__Aim of the task__
Copy out the data below line for line, with no changes, and leave the picture out of your copy.

__Collected data entries__
═══

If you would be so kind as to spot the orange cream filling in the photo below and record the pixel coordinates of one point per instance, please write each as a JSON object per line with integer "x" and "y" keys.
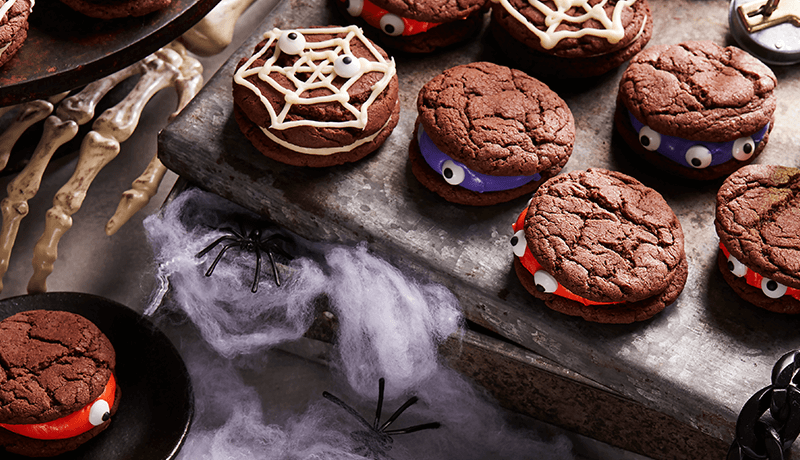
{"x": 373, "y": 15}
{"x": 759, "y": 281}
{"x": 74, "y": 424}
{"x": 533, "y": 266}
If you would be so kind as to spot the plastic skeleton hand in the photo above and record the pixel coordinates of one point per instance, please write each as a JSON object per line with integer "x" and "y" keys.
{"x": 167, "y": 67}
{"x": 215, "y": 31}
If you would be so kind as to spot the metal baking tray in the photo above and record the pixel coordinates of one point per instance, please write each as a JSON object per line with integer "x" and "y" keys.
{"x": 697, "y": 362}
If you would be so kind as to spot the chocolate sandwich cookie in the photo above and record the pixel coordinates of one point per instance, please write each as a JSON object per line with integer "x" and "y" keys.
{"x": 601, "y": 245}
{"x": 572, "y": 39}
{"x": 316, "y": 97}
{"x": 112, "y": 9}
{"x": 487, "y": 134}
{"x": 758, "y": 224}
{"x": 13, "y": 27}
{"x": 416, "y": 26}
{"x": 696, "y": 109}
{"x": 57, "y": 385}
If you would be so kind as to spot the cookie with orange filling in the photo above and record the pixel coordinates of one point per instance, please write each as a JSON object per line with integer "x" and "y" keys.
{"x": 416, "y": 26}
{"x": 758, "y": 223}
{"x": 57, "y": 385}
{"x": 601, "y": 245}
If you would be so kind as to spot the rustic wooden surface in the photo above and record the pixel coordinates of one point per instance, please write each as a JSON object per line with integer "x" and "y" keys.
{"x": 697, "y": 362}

═══

__Correct answer__
If you would be so kind as to spot the orange cream filling in the photo below and record the pixel coordinates of one point per instance, please write each as a JSON object per line with integer "x" and "y" keys.
{"x": 373, "y": 15}
{"x": 759, "y": 281}
{"x": 74, "y": 424}
{"x": 533, "y": 266}
If you would be so kind as to spot the plastic skeleton hand in the photo above and record the pixel coordinates of one point per instance, please write each as a JSON object per line with integer "x" and "y" keys.
{"x": 167, "y": 67}
{"x": 215, "y": 31}
If you would be so kind as to spot the metal baking tray in the photo above and record the pixel coordinates of one point per instance, please write each as a JSON object per line with integer "x" and "y" keys.
{"x": 697, "y": 362}
If you would be so kind as to spot the chocolate sandwich cookie in the photo above and record the pixel coordinates of one point per instance, please write each as a JSON object per line with integer "x" and "y" keys.
{"x": 601, "y": 245}
{"x": 572, "y": 39}
{"x": 316, "y": 97}
{"x": 112, "y": 9}
{"x": 487, "y": 134}
{"x": 758, "y": 224}
{"x": 13, "y": 27}
{"x": 416, "y": 26}
{"x": 696, "y": 109}
{"x": 57, "y": 385}
If you would be so kind as to spot the cookie with orange filling in the photo above and record the pixel coordinates of one point per instance, please write each as a JSON object per line with integer "x" and "y" keys.
{"x": 416, "y": 26}
{"x": 758, "y": 223}
{"x": 57, "y": 385}
{"x": 601, "y": 245}
If you would be so kind as to spot the rustic wooden surface in the photo above and record the pixel coordinates of one point per instance, please write each as a JSON object per line with integer "x" and "y" keys.
{"x": 697, "y": 362}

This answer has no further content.